▶ _Work instructions_:
Please use the news report on Mack Davis's sentencing to explain, in one to three sentences, how police first came to focus on him.

▶ _Excerpt to read_:
● ● ● ● ● ● ●

Mack Davis, 23, of Owosso, Mich., was sentenced to seven years in federal prison for planning a mass-casualty attack against multiple targets, including synagogues, the U.S. Department of Justice announced on Thursday.
Davis pleaded guilty to a federal hate crime charge after authorities disrupted what prosecutors described as an attempted mass murder plot.
Police were first alerted to Davis when the Owosso Police Department responded to reports of gunfire into vehicles on June 17, 2024, and determined it “likely originated from Davis’s bedroom window,” according to the affidavit.
A subsequent search of his home uncovered an arsenal that included an illegally modified short-barreled rifle, a shotgun, hundreds of rounds of ammunition, a crossbow, bomb-making materials, tactical gear and knives. On one of the knives, Davis wrote a foul anti-gay slur on one side of the blade and “death to you all” and a swastika on the other side of the blade.
Police also discovered an Israeli flag on which he had written “kill Jews” and “death to you all” and drawn a swastika in the center of the Star of David.
Prosecutors said Davis had become “infatuated” with mass killers and spent months researching attacks, compiling weapons lists and surveilling potential targets. Those included a political party headquarters and a nearby bar he believed would be frequented by gay people, as well as other locations such as synagogues, churches, mosques, schools, hospitals and supermarkets.
He posted images of himself performing a Nazi salute and holding Mein Kampf, the Justice Department said. He also vandalized neighbors’ vehicles with anti-gay slurs and, leading up to the attack, fired about 60 rounds into nearby properties while test-firing a weapon, authorities said.
“Davis devised wicked plans,” U.S. Attorney Jerome F. Gorgon, Jr. stated. “He said he would kill ‘anyone and anything’ that crossed his path.”
“And his venom for Jews is part of the sickening rise in antisemitism and attacks against believers,” he said. “But we will protect every American.”
Officials credited local and federal authorities with preventing what could have been a large-scale act of violence.

● ● ● ● ● ● ●

▶ _Record extracts_:

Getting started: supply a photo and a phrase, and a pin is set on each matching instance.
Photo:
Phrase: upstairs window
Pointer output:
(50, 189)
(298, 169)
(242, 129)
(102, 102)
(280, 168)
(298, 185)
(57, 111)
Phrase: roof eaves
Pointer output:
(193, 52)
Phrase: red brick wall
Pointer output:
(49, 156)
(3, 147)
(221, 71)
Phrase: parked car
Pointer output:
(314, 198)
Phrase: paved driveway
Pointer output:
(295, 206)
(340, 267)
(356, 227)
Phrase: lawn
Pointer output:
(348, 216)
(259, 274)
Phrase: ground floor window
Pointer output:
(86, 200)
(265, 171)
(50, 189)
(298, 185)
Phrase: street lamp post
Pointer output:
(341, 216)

● ● ● ● ● ● ●

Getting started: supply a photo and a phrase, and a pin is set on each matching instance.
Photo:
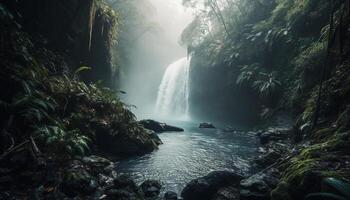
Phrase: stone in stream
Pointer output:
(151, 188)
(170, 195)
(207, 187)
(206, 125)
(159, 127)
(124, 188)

● ● ● ● ● ● ●

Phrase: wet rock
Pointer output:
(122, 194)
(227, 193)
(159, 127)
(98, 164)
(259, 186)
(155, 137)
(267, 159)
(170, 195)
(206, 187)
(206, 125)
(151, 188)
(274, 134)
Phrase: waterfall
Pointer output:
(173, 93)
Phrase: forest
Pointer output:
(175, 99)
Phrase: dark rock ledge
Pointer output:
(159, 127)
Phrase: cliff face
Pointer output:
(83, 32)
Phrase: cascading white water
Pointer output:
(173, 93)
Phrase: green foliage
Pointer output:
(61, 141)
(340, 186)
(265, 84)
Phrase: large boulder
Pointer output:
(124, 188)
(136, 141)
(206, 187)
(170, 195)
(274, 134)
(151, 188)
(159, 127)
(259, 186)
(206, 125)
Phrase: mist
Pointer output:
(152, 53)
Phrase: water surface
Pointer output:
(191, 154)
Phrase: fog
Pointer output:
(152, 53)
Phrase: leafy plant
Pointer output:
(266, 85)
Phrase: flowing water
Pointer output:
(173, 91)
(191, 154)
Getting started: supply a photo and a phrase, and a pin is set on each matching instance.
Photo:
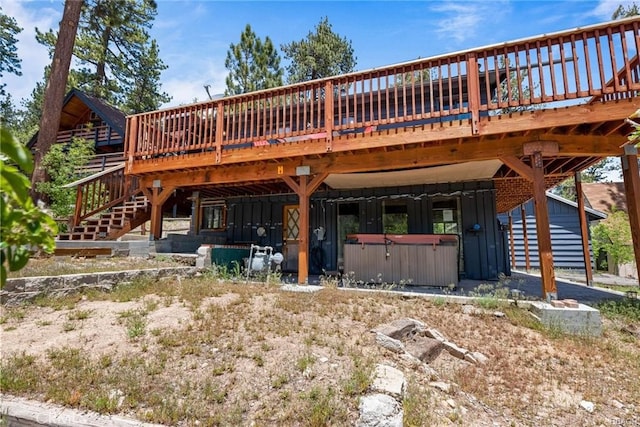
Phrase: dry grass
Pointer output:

● ● ● ● ● ● ●

▶ _Written answer_:
Police were first alerted to Davis when the Owosso Police Department responded to reports of gunfire into vehicles on June 17, 2024. According to the affidavit, officers determined that the gunfire likely came from Davis's bedroom window.